• _Given task_
Write out everything from the line containing "If you could mark the wooden door" down to the end of the records, copied exactly.

※

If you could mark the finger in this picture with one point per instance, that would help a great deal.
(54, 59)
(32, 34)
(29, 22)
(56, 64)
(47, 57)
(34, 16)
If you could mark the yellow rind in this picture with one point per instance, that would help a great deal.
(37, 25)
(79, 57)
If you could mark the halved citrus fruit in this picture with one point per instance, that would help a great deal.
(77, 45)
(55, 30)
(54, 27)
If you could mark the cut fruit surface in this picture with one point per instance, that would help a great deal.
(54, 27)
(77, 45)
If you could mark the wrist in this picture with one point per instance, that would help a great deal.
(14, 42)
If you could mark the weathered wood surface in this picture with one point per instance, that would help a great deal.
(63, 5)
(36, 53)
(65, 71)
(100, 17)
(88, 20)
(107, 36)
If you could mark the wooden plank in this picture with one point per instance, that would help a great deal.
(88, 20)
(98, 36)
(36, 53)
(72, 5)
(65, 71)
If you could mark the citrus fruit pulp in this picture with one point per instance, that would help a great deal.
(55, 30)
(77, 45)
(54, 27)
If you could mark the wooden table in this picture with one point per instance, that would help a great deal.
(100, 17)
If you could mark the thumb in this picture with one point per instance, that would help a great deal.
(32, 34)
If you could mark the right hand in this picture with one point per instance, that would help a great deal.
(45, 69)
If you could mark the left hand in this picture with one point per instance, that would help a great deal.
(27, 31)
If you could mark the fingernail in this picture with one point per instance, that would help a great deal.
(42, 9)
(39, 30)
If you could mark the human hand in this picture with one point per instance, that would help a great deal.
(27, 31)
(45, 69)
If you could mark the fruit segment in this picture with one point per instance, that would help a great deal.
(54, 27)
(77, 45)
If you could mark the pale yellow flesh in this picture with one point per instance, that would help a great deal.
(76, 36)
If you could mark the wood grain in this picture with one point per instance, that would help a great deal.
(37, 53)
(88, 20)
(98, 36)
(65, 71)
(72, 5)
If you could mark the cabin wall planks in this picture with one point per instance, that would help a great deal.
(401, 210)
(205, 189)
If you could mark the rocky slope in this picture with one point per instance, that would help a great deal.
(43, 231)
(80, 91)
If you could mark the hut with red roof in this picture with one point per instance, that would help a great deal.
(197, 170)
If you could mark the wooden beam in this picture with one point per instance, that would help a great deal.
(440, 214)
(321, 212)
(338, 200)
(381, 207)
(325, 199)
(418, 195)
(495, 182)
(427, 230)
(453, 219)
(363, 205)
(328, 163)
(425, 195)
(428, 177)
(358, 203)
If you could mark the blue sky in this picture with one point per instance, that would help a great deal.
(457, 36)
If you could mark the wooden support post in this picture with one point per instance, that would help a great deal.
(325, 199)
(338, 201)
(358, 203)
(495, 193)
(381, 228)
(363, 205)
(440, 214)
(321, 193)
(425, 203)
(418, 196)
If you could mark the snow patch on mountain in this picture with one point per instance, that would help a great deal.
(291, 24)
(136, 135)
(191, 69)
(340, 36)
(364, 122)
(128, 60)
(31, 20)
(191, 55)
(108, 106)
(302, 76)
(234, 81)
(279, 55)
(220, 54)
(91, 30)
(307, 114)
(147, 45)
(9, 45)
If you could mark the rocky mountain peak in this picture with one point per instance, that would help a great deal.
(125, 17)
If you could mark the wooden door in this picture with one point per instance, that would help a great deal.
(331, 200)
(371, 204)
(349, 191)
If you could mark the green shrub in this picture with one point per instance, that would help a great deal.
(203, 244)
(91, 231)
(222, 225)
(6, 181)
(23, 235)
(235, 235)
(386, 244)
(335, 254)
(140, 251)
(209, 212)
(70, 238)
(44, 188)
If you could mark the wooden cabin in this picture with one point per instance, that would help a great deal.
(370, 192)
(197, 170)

※

• _Answer to the problem_
If you could mark the wooden door in this picture with one point per instance, that would help a great deal.
(331, 200)
(371, 204)
(349, 191)
If you could mark the green shrub in this picture with one point per instance, that would help a great deal.
(203, 244)
(91, 231)
(222, 225)
(6, 181)
(23, 235)
(235, 235)
(386, 244)
(335, 254)
(140, 251)
(209, 212)
(70, 238)
(44, 188)
If you could mark the wooden cabin in this picture with one point per instance, that would help a great deal.
(370, 192)
(197, 170)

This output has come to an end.